Записи с разметкой областей:
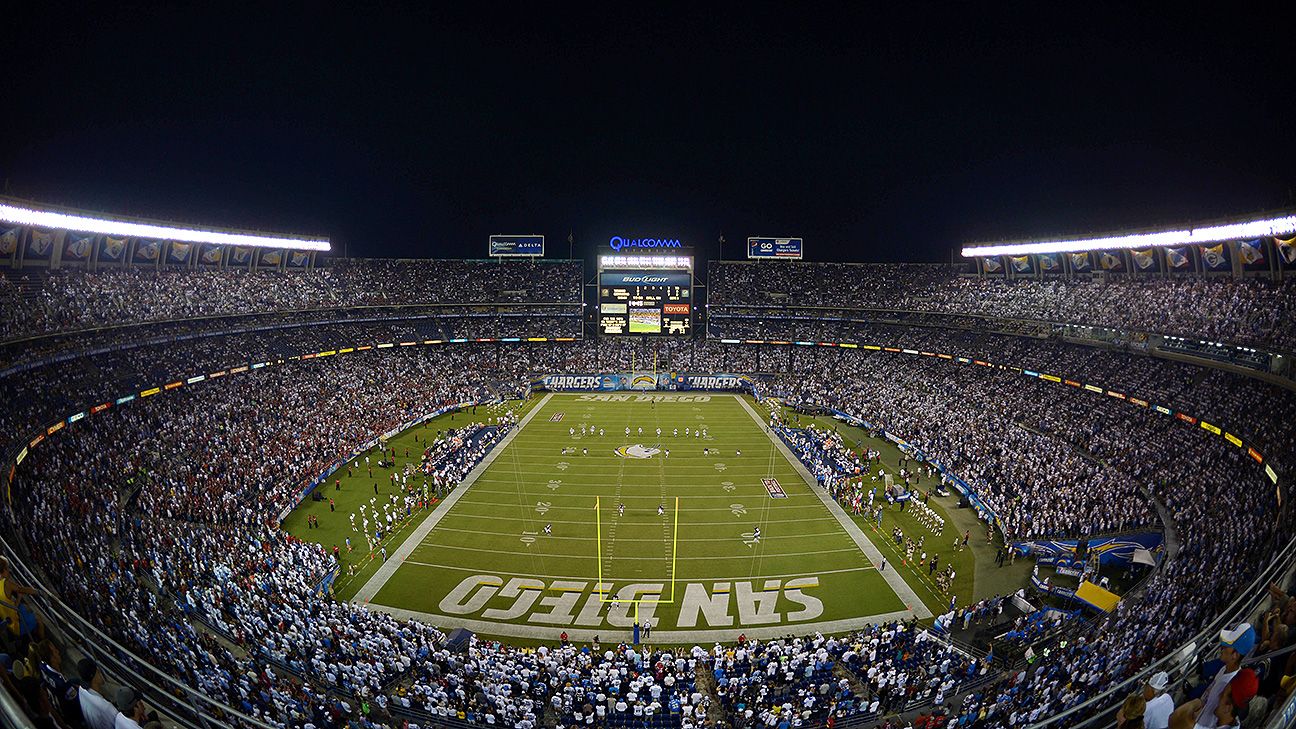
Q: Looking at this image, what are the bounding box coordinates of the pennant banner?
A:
[1274,237,1296,266]
[257,250,284,269]
[198,243,224,266]
[135,240,162,263]
[1238,240,1265,266]
[98,235,127,261]
[64,232,95,261]
[1201,243,1229,269]
[166,241,193,263]
[0,228,22,258]
[1165,248,1190,269]
[26,231,54,258]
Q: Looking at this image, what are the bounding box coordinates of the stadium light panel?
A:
[0,202,329,250]
[963,215,1296,258]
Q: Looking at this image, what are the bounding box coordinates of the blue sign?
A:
[608,235,683,250]
[599,271,693,287]
[746,237,802,259]
[490,235,544,256]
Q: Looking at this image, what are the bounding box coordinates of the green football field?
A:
[339,393,928,642]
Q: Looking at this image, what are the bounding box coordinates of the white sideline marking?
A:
[409,536,859,557]
[406,559,877,582]
[369,603,912,646]
[732,394,932,619]
[351,393,553,602]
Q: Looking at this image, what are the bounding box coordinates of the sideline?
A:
[351,393,553,603]
[368,603,912,646]
[732,394,933,619]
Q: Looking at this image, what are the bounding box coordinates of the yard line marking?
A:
[734,396,932,619]
[369,603,912,645]
[409,540,859,557]
[351,394,553,603]
[406,559,877,582]
[427,521,845,542]
[419,511,841,521]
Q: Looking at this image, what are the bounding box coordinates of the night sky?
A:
[0,3,1296,261]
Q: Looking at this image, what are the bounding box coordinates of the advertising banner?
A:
[531,372,756,392]
[1012,532,1164,564]
[490,235,544,257]
[746,237,805,261]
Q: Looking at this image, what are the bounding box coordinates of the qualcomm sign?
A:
[609,235,683,250]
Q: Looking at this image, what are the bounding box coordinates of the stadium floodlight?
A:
[963,210,1296,258]
[0,202,329,250]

Задание:
Перепишите без изменений всё, начиная со строки, где есть «of the sideline?», и до самого конца записей, включая эту строку.

Полный ответ:
Q: Looking at this image, what are the bounding box coordinates of the sideline?
A:
[351,393,553,603]
[368,603,912,646]
[732,394,933,619]
Q: Looking at this image, what are the bounding box coordinates of the yard line marking?
A:
[734,396,932,619]
[369,603,912,645]
[409,540,859,557]
[351,394,553,603]
[406,559,877,582]
[427,521,845,542]
[419,511,841,521]
Q: Looking at this image, what are the bounding box coordinates of the night sky?
A:
[0,3,1296,261]
Q: Looking at this image, what are the bounding box coordinates of the advertising banner?
A:
[531,372,756,392]
[1012,532,1164,564]
[490,235,544,257]
[746,237,805,261]
Q: Looking at this image, what are the bounding box coordinates of the qualcomm sign?
A:
[609,235,683,250]
Q: Looking at this image, what are the bounding box coordinates of the stadium floodlight?
A:
[963,210,1296,258]
[0,202,329,250]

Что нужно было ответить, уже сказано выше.